(Tasks to complete)
1. Answer these from the passage on drop knee injuries:
(a) How many knee injuries does the writer report in 20 years?
(b) What tends to happen when ligaments are injured at slow speeds?
(c) What is the writer's favored training temperature once warmed up?
2. List every precaution the writer of the passage on drop knee injuries takes with drop knees.
3. Please continue the passage on drop knee injuries from where it stops.

(Text passage)
I think I’ve got away with only two fairly minor knee injuries in 20 years despite all those drop knees because I learned to take them seriously as a dangerous move. I always take great care to concentrate and ‘feel’ the feedback from the knee to see if I’m properly and safely set before making the hand movement. Also, as I make the hand movement, I remember to keep thinking about the knee so I’m ready to react and let go if the ligament starts to strain or tear. Finally, if it’s a really deep drop knee and and on a redpoint project, I’ll make sure and have a couple of non-committal tries at the move to get a feel for it before fully committing.
Fast movements in such a dangerous position as a deep drop knee are probably more dangerous. Ligaments are ‘viscoelastic’. If they are stretched quickly, they are stiffer. When ligaments are injured at slow speeds, they tend to pull off a chunk of bone (avulse) at their end. When the movement is fast, it’s the body of the ligament itself that tears. So movements where you drop the knee and then move the hand all in one rapid motion are of particular concern.
Another issue pertinent to climbing is the cold. Especially in bouldering, hard ascents are often done in cold conditions with the core body temperature and especially lower limb temperature rather low. Probably dangerously low. In my board I train in just a pair of shorts and my favoured training temperature once warmed up is about -1, with the window wide open to let the highland winter winds in for maximum friction. Ligaments and tendons are stiffer when cold as opposed to being more elastic or compliant when warm. Moreover, joint proprioception (movement and position awareness) is poorer if the joint is cold. Keeping your knees warmer might be a good idea. If you’ve been getting colder for a while, put your shoes back on and run up and down the hill with your duvet jacket for a while. You’ll probably get on better on the boulder too!

(Records supplied)
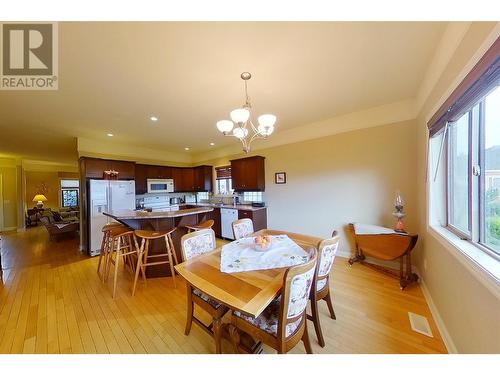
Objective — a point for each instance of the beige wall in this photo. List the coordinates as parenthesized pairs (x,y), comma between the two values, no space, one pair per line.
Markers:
(341,178)
(470,311)
(34,179)
(9,196)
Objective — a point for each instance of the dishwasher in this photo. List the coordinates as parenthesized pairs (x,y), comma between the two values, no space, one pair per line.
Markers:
(228,215)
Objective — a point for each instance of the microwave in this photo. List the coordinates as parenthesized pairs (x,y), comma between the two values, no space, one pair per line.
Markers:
(160,185)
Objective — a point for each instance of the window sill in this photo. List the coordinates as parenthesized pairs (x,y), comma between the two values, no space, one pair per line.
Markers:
(483,266)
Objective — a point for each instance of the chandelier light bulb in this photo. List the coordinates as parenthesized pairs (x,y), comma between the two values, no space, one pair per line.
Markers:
(240,132)
(225,126)
(240,115)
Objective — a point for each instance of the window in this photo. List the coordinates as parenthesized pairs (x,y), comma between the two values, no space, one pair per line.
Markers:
(70,191)
(490,181)
(224,183)
(466,197)
(473,173)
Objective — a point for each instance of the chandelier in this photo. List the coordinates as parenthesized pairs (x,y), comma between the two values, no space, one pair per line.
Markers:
(241,123)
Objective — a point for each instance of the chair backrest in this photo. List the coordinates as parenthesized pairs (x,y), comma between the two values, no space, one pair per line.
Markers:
(297,284)
(242,228)
(197,243)
(326,255)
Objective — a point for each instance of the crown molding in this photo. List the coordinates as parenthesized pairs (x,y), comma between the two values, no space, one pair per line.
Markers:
(385,114)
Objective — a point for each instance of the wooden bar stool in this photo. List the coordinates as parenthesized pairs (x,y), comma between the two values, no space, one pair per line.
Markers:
(105,245)
(121,245)
(203,225)
(143,253)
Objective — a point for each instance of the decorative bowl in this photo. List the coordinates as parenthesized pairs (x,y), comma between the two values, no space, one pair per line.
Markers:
(262,243)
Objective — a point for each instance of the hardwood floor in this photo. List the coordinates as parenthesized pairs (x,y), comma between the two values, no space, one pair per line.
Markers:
(52,301)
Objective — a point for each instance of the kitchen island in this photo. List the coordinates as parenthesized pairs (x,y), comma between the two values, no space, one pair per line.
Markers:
(162,221)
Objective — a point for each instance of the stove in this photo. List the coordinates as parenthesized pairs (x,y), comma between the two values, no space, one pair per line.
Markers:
(160,203)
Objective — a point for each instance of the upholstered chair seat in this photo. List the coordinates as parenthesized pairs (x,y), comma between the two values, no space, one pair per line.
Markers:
(268,320)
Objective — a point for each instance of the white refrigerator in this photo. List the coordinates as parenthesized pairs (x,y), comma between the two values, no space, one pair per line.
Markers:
(106,196)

(Answers to the exercise)
1.
(a) Two fairly minor knee injuries.
(b) They tend to pull off a chunk of bone (avulse) at their end.
(c) About -1.

2.
- Concentrating and feeling the feedback from the knee to check it is properly and safely set before making the hand movement.
- Continuing to think about the knee during the hand movement, ready to react and let go if the ligament starts to strain or tear.
- On a really deep drop knee on a redpoint project, having a couple of non-committal tries at the move before fully committing.

3.
Taking all this together, perhaps I injured my MCL because I was cold, I’d just taken a break from rock climbing to do some winter climbing for a month, I was having a good session and may have got a little overconfident. Lastly, it was late in the evening. That is usually my preferred time to train as I’m a night owl. But that particular day I’d done some manual labour moving rocks and mixing cement, followed by a 13 mile run at a good pace, followed by 3 hours of bouldering at my limit. I was probably getting tired and might have been better to stop the session 10 minutes earlier (it was pretty much my last problem before I was going to stop and go to bed).
On the other hand, the tries immediately preceding the injury went without incident. This goes to show that we always tread a fine balance between training hard enough and injury. The right path is only impossible to see without hindsight.
I got away lightly, I had a partial tear of the MCL and a partial tear of the semimebranosus tendon (hamstrings) which I’ve already largely recovered from in just one month. A bigger concern in drop knees is that they often tear the knee menisci and or the ACL ligament with much more serious complications for the long term recovery and health of the knee. That little nightmare is too long for a blog post, but I’ve just finished writing about them for my injuries book Rock ‘til you drop. There will also be a little more on drop knee injuries in the book, since the MCL isn’t the only ligament hereabouts which can be injured by this move and some of the other ligaments are not so straightforward to rehabilitate.
In summary: Do drop knees, they are a killer climbing technique. But be careful. Concentrate, keep warm and do them year round to keep your knees strong.